### Objetivo 1
Por favor, mostre todas as linhas da listagem que contêm a palavra "ocean".

### Trecho do documento
━━━━━━━━
Agravo de Instrumento Nº 5048281-83.2019.4.04.0000/SC
RELATOR: Desembargador Federal RICARDO TEIXEIRA DO VALLE PEREIRA
AGRAVANTE: JUREMA MARIA DOS SANTOS
AGRAVADO: HELENICE THEREZINHA ESCORCIO
AGRAVADO: UNIÃO - ADVOCACIA GERAL DA UNIÃO
RELATÓRIO
Cuida-se de agravo de instrumento interposto em face de decisão que indeferiu o pedido de antecipação de tutela, na qual objetiva o reconhecimento de sua condição de pensionista do Militar da Marinha do Brasil 3º Sgt BENEDITO CARLOS ESCORCIO, falecido em 11/03/2019, ao argumento de que há mais de quarenta anos convivia maritalmente com o militar falecido, com quem teve duas filhas.
Alega ser uma pessoa idosa (72 anos), tendo convivido com o falecido em regime de união estável por mais de 42 anos, até a data do óbito, mesmo este mantendo o estado civil como casado, porquanto comprovada a seperação de fato, desde 1976, com a segunda requerida, Sra. Helenice Therezinha Escórcio, que percebia pensão alimentícia descontada dos proventos do militar. Sustenta que, além da dependência econômica presumida, tem necessidade de recebimento de 50% do valor do benefício para manter as despesas para sua sobrevivência e as que eram comuns do casal. Aduz estar fartamente comprovado nos autos sua condição de dependente para todos os fins de direito, principalmente, para recebimento do valor de 50% do benefício Pensão por Morte, EM RATEIO COM a Segunda Agravada, Sra. Helenice Therezinha Escórcio, esta última em razão da pensão alimentícia por esta recebida. Ressalta que a união estável perdurou de 01/05/1976 até o óbito do instituidor da pensão, em 11/03/2019, o que se demonstra com a declaração firmada na Escritura Pública de Declaração de União Estável, datada de 12/05/2017. Da união estável, o casal teve duas filhas: Ana Claudia Escorcio de 38 anos e Carolina Rúbia Escorcio Duarte de 33 anos de idade. Esclarece que os gastos básicos assumidos pelo casal, e que seriam saldados no mês de óbito e nos meses seguintes, encontrando-se agravante em débito, ultrapassam e muito os parcos recursos de Aposentadoria que recebe em valor bruto de cerca de R$ 1.200,00, e que, deduzidas as rubricas de praxe, sequer consegue arcar com despesas de condomínio e alimentação. Sustenta a presença do periculum in mora e o fumus boni iuris, busca o deferimento da antecipação tutelar.
━━━━━━━━
### Itens do conjunto de dados

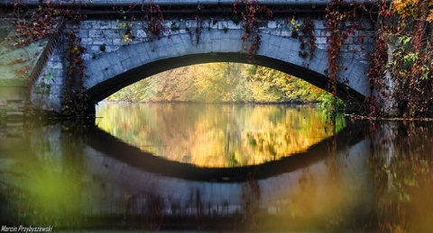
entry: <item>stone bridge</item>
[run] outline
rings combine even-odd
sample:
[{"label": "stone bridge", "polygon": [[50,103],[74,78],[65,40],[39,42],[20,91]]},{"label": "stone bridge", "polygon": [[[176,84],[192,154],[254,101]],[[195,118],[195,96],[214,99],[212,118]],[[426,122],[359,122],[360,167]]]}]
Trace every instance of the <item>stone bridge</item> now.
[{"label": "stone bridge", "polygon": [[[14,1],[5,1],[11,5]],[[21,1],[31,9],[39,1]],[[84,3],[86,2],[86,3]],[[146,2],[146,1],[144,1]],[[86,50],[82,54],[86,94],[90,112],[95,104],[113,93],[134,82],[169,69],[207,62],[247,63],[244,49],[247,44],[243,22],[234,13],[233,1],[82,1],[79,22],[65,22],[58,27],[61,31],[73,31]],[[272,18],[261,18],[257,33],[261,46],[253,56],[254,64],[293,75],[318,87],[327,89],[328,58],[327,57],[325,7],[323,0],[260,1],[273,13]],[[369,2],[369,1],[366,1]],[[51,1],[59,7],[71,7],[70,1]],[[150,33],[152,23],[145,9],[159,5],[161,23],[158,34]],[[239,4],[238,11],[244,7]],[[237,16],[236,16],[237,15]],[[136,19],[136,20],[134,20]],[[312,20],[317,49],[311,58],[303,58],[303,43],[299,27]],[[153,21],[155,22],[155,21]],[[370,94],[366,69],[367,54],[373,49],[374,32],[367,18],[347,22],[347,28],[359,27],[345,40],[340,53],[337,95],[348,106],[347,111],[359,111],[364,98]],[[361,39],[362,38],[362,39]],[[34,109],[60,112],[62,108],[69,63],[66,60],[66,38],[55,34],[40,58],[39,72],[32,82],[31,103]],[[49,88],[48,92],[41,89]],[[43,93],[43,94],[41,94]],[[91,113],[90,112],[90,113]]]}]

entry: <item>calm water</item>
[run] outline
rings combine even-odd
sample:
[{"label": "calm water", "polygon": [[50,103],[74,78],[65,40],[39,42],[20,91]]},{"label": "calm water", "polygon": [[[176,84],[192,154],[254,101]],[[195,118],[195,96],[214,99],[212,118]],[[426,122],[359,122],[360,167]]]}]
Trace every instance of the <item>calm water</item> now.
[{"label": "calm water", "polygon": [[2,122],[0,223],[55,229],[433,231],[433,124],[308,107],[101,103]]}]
━━━━━━━━
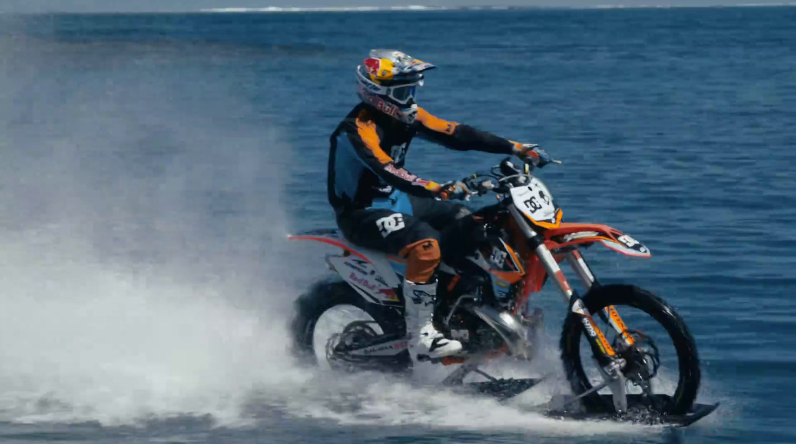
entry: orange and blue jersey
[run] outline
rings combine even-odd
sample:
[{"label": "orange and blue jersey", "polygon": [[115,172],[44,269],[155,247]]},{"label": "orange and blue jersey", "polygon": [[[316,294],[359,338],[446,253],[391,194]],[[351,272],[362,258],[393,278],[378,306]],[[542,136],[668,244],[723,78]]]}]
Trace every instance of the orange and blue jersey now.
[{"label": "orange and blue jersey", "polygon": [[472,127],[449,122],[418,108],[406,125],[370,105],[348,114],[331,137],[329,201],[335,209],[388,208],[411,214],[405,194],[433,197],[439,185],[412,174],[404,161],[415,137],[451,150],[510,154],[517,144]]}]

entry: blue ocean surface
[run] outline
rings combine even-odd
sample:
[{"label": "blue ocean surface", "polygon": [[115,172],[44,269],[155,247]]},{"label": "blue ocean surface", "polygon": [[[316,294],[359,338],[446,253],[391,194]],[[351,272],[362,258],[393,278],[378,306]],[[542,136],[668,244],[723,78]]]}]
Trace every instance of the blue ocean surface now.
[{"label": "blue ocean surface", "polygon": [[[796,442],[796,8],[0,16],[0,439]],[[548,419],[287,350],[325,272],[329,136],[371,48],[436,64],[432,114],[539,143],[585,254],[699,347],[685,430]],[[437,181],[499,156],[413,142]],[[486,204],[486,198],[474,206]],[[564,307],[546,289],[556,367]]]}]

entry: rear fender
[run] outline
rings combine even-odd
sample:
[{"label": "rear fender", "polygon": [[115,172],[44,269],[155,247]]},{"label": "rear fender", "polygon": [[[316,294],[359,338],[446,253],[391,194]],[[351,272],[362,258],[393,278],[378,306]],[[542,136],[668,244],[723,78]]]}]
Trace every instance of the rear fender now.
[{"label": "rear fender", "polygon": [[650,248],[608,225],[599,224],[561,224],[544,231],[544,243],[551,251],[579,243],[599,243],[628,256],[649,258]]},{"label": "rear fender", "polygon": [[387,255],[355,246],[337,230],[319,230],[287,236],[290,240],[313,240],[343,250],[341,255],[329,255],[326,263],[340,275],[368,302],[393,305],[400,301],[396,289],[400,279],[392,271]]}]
━━━━━━━━
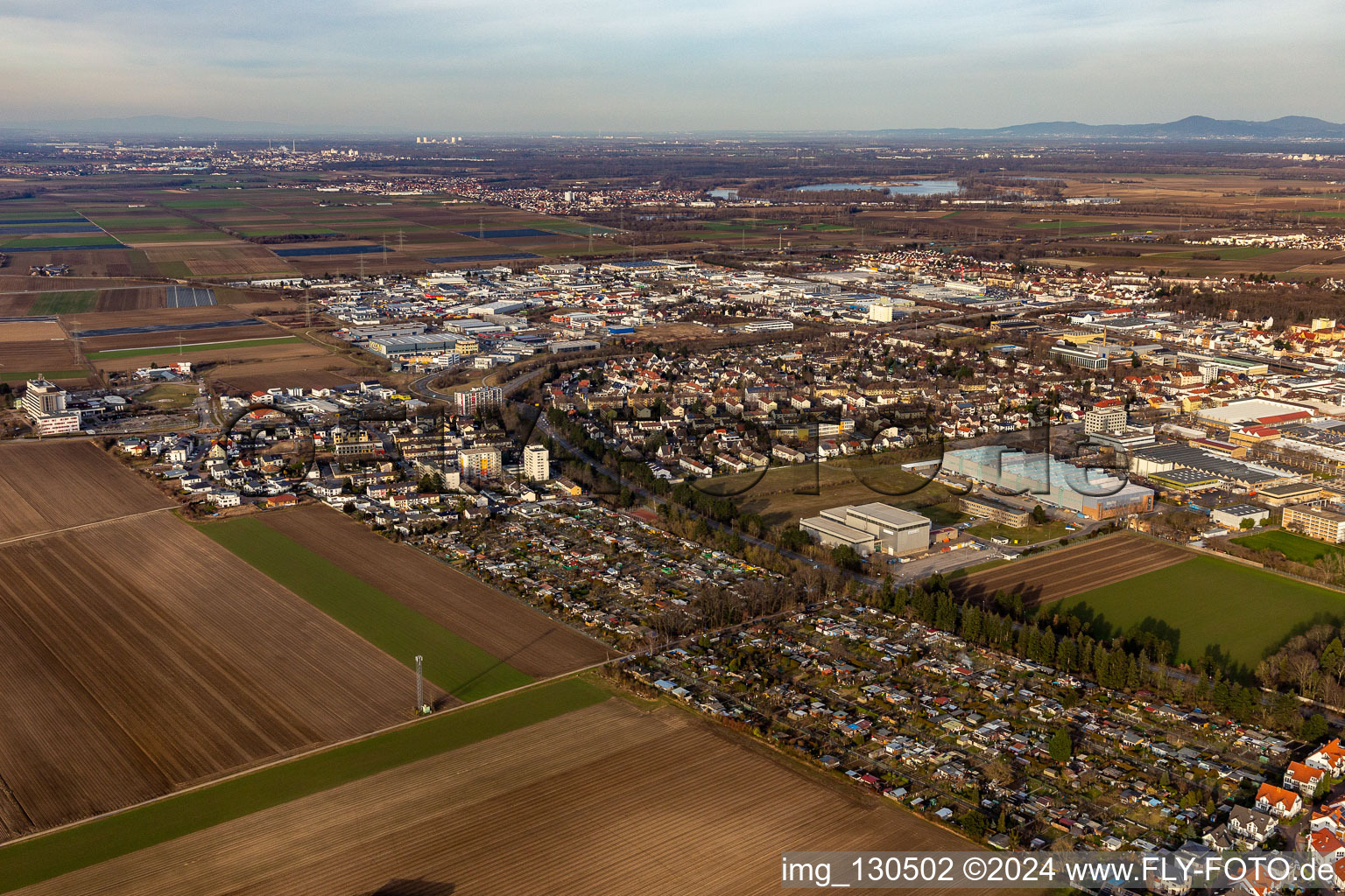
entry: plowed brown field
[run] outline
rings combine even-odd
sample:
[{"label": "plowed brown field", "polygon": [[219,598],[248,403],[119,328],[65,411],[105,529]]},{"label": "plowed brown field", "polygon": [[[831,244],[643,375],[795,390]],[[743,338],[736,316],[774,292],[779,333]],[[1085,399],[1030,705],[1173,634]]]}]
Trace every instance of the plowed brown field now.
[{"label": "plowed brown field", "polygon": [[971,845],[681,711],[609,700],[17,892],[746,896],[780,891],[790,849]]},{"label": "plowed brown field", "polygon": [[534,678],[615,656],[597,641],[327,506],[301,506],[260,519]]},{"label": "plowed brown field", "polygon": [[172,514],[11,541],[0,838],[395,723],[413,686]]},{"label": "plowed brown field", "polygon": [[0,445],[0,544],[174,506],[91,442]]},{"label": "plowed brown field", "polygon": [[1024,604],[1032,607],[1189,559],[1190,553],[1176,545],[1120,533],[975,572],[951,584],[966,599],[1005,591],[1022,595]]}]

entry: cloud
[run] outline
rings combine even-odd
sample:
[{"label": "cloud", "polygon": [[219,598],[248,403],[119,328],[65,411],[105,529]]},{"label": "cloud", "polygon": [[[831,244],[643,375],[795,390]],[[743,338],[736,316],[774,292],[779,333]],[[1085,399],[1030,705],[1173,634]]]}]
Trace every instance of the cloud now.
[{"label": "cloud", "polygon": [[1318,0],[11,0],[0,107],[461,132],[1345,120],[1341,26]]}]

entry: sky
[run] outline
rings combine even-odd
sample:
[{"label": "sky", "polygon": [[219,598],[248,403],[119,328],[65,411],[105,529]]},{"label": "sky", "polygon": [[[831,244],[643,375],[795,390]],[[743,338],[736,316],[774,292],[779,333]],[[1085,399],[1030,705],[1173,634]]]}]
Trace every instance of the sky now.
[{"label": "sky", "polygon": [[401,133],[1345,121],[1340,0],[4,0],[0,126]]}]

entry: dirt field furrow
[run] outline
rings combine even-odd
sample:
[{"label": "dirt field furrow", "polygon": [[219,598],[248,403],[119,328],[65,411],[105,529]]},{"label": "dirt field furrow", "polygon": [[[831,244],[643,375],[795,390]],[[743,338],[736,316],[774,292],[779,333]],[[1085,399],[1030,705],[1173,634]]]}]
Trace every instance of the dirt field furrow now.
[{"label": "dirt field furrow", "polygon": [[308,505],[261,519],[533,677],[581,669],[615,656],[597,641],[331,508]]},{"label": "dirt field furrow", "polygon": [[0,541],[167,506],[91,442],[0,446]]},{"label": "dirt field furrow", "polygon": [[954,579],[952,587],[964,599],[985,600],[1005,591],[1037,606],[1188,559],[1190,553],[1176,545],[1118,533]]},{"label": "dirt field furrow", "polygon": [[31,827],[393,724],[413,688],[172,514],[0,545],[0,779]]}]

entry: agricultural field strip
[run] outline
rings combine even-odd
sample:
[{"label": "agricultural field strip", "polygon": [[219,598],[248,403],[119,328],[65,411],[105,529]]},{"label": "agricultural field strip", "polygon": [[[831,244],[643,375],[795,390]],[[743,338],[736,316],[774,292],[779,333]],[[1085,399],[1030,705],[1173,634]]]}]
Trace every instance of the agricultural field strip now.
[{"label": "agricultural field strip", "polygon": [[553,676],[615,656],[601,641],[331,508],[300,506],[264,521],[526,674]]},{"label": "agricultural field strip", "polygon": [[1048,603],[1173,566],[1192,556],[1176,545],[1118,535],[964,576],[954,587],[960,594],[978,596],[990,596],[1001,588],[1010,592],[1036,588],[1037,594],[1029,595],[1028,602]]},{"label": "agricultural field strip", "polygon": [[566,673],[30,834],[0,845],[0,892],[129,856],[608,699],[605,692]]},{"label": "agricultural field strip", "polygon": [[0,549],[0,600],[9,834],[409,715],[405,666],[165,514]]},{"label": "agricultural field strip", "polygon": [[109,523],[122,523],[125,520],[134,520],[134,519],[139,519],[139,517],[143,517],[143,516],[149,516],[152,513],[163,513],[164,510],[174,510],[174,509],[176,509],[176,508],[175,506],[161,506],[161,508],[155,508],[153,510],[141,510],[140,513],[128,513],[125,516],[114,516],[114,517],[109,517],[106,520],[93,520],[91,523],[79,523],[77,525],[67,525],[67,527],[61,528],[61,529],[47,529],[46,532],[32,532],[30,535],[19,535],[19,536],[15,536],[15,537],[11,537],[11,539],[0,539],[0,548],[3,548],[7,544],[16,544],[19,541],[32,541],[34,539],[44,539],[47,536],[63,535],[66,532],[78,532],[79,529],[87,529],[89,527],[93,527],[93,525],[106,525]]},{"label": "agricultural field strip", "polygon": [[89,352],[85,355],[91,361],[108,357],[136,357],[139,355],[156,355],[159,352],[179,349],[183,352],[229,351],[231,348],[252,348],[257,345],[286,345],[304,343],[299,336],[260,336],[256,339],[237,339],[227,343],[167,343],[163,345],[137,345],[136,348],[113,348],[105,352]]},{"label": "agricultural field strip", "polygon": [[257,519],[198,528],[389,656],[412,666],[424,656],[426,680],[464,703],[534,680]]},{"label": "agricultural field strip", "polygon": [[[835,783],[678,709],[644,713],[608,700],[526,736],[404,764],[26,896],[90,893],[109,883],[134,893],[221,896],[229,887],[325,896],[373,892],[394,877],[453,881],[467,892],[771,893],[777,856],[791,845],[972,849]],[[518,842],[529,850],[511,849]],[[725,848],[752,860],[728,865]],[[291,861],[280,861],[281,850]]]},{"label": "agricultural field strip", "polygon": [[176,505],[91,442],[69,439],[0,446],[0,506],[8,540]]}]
━━━━━━━━
### Objetivo 2
Repita literalmente o trecho do relatório do agravo de instrumento, começando nas palavras "Agravo de Instrumento Nº" e parando depois de "teve duas filhas.".

### Solução escrita 1
entry: blue ocean surface
[{"label": "blue ocean surface", "polygon": [[115,172],[44,269],[155,247]]},{"label": "blue ocean surface", "polygon": [[[316,294],[359,338],[446,253],[391,194]],[[351,272],[362,258],[393,278],[378,306]],[[542,136],[668,244],[723,78]]]}]
Trace every instance of the blue ocean surface now.
[{"label": "blue ocean surface", "polygon": [[[796,442],[796,8],[0,16],[0,439]],[[548,419],[287,350],[325,272],[329,136],[371,48],[436,64],[432,114],[539,143],[585,254],[699,347],[685,430]],[[437,181],[499,156],[413,142]],[[486,204],[486,198],[474,206]],[[564,307],[546,289],[556,367]]]}]

### Solução escrita 2
Agravo de Instrumento Nº 5048281-83.2019.4.04.0000/SC
RELATOR: Desembargador Federal RICARDO TEIXEIRA DO VALLE PEREIRA
AGRAVANTE: JUREMA MARIA DOS SANTOS
AGRAVADO: HELENICE THEREZINHA ESCORCIO
AGRAVADO: UNIÃO - ADVOCACIA GERAL DA UNIÃO
RELATÓRIO
Cuida-se de agravo de instrumento interposto em face de decisão que indeferiu o pedido de antecipação de tutela, na qual objetiva o reconhecimento de sua condição de pensionista do Militar da Marinha do Brasil 3º Sgt BENEDITO CARLOS ESCORCIO, falecido em 11/03/2019, ao argumento de que há mais de quarenta anos convivia maritalmente com o militar falecido, com quem teve duas filhas.